- _TASKS AND EXERCISES_
A - Name every Kurdish force mentioned in the commentary on ISIS.
B - Translate this sentence from the commentary on ISIS into Spanish: "The Yazidi were rescued by a coalition of Kurds from Syria, Turkey & Iraq."
C - Carry the commentary on ISIS forward from its final sentence.

- _SOURCE_
start

I strongly disagree with the drive for militarization over the next decade, billions planned for new aircraft and trident renewal. A pillar of neoliberalism that has inevitably created this situation. This money could pay for a million climate jobs several times over, amongst other things. But I do agree with one thing. Despite playing a major role in birthing ISIS in to this world, they, ISIS, should be stopped. If the left acknowledges this, a strategy is lacking in much of the discourse, and the above mentioned strategies are only mitigation.
The Yazidi were rescued by a coalition of Kurds from Syria, Turkey & Iraq. Initially the Peshmerga (Iraq Kurdish forces) retreated. Leaving the Yazidi exposed. There is a tendency to inflate contributions from different forces in the available propaganda. It appears consistent in reports that the PKK and YPG/J (Turkish & Syrian Kurdish units) responded quickly and stopped Da'esh advancing but were unable to repel them. The Peshmerga who are quite different in many ways from the Syrian and Turkish Kurds with no ideological link to the incarcerated Ocalan, and are politically on the right, do appear to have made a difference later on. They are a well resourced fighting force.

end

(Part of a data file)
start

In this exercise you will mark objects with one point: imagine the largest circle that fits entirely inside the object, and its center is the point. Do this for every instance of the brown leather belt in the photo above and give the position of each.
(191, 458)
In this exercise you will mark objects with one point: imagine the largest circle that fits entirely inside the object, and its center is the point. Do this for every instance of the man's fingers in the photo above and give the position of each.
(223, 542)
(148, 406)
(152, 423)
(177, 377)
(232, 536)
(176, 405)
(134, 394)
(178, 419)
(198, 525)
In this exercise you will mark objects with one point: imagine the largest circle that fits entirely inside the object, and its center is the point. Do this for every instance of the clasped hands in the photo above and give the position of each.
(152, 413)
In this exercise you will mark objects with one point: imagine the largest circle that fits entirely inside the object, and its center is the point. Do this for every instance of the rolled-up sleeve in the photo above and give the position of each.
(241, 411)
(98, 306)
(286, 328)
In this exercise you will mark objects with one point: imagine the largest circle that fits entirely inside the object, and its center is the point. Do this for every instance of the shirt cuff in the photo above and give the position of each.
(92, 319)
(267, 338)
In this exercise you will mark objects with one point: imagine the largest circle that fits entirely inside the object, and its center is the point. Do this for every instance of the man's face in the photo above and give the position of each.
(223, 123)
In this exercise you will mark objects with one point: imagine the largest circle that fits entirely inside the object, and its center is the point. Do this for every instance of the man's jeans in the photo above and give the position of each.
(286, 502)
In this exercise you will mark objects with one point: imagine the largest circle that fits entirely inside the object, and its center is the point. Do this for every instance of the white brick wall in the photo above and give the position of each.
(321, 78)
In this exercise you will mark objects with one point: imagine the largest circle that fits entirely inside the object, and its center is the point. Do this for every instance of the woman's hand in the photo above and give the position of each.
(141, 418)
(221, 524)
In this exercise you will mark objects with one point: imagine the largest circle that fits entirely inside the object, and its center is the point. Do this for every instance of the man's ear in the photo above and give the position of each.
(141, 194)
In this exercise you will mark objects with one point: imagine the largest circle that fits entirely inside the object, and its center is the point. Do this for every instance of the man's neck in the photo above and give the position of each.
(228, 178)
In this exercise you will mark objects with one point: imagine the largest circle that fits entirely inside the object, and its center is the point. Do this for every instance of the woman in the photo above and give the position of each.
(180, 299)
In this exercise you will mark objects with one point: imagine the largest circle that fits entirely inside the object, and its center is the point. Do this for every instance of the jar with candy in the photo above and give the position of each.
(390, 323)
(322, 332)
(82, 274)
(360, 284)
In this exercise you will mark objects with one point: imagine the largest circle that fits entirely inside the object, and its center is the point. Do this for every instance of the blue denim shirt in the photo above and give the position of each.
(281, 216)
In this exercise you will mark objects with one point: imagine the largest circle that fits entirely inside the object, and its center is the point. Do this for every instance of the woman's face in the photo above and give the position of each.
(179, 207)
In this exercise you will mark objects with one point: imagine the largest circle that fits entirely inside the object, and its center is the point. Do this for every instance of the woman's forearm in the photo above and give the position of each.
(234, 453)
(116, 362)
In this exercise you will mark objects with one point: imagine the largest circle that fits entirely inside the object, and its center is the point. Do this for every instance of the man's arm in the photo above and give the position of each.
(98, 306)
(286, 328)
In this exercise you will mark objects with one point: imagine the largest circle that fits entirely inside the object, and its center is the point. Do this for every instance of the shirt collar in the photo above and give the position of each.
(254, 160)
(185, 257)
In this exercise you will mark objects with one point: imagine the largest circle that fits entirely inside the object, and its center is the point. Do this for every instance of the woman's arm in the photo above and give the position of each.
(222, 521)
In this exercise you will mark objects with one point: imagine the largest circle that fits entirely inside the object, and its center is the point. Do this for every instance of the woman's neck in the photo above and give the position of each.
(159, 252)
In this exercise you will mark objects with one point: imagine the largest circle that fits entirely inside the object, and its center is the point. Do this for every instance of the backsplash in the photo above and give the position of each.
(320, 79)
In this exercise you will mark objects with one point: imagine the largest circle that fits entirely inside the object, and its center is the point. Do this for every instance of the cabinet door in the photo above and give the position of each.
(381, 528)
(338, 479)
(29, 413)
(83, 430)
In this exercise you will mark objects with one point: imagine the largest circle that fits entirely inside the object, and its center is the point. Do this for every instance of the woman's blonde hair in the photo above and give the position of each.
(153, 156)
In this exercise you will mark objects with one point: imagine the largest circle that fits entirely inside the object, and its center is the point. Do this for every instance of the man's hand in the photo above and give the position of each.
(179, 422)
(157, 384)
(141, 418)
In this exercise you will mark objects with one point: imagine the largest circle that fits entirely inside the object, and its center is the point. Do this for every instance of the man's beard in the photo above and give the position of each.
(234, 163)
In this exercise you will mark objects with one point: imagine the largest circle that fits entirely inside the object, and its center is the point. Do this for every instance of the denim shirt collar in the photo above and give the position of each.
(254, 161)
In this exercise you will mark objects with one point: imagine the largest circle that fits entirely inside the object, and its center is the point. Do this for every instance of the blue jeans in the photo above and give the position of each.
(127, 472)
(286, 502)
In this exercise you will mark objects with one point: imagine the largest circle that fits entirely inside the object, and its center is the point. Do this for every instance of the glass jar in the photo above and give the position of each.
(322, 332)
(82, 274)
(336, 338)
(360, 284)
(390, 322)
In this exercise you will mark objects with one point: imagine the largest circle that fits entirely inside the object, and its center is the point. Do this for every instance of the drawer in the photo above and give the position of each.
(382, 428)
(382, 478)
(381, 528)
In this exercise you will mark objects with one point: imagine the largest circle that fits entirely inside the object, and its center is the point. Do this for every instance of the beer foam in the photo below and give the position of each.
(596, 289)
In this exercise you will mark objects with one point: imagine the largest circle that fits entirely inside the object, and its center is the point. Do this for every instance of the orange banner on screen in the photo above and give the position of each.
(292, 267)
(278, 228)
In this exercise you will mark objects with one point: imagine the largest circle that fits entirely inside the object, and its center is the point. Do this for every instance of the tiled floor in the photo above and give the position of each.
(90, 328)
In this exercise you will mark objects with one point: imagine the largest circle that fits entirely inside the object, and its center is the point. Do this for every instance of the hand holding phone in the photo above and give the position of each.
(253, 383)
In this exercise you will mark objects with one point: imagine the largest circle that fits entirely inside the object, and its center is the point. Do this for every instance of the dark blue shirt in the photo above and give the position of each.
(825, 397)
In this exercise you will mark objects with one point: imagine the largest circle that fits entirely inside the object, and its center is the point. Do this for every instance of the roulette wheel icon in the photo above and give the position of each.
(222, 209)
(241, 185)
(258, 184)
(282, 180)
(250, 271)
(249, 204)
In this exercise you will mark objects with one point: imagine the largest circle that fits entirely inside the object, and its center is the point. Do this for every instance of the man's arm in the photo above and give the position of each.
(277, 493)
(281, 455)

end

- _EXPECTED ANSWERS_
A -
- Peshmerga (Iraq Kurdish forces)
- PKK
- YPG/J

B - Los yazidíes fueron rescatados por una coalición de kurdos de Siria, Turquía e Irak.

C -
What is clear is that US air strikes had a very significant impact. I have found no reports that US airstrikes caused the death of any civilians in this campaign. In any case the remaining Yazidi were saved and air strikes were unequivocally vital to the liberation of the Yazidi. US air strikes were again vital in the battle for Kobani.
I cannot then make a case that I wish this rescue did not happen and therefore cannot make a case that argues against bombing in its entirety. However I don't get to chose and those that do have the power to chose, I do not trust with such selectivity, which in practice leaves the option of joining the campaign that argues against all bombing. Which is just politics, but not entirely honest.
What should be next is an advance of Kurdish forces to cut of ISIS supply lines across the Turkish border. Specifically this means repelling them from occupied Jarabulus, the only border crossing they have left. Jihadi recruits, a lucrative oil trade and other resources depend on this. The YPG have been clear that they want to advance on Jarabulus. This would expand the territory of Kurdish Syria and potentially join with Azaz. That is to say all Rojavan cantons would then be Geographically linked. Rojava is relatively safe now. Da'esh are resorting mainly to car bombs as they can not penetrate the Kurdish forces in any other way. The Kurds are winning and the Rojava project is the most inspiring political project in the world today. Direct democracy and assemblies, potentially stateless, egalitarian and ecological, rooted in Bookchin.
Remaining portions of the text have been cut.